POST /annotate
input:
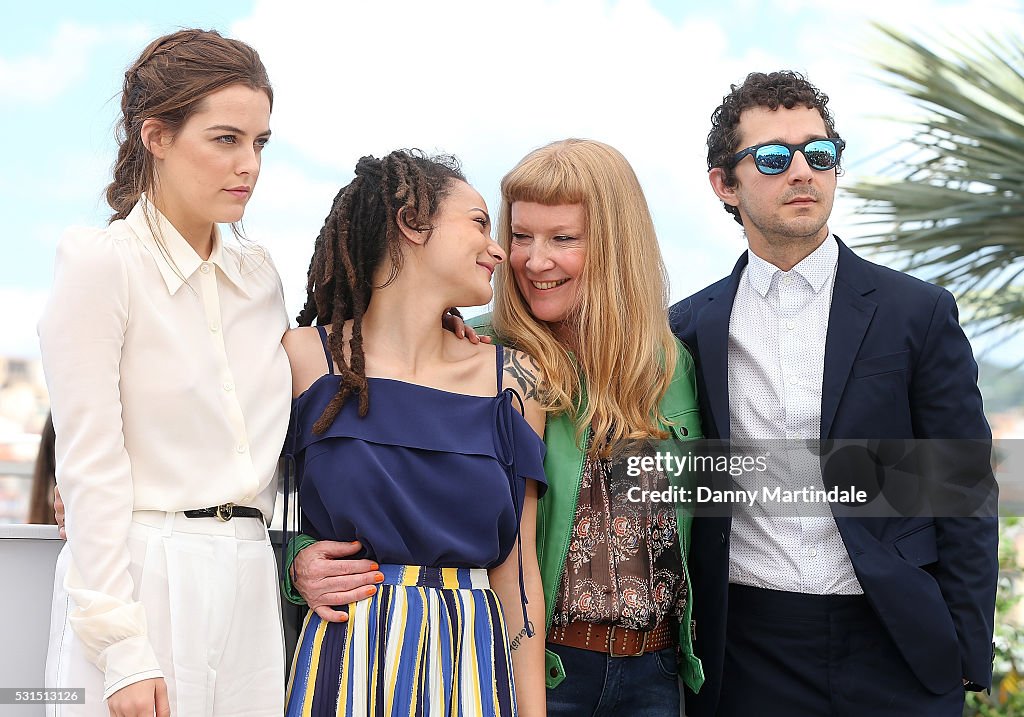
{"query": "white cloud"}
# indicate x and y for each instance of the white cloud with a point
(40, 78)
(491, 82)
(23, 307)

--- --- ---

## TASK STATEMENT
Reproduce the data above line for line, without any changes, but leave out the picture.

## RESULT
POST /annotate
input:
{"query": "white cloud"}
# indicate x and y for each instance of the white cloud with a point
(40, 78)
(491, 82)
(23, 307)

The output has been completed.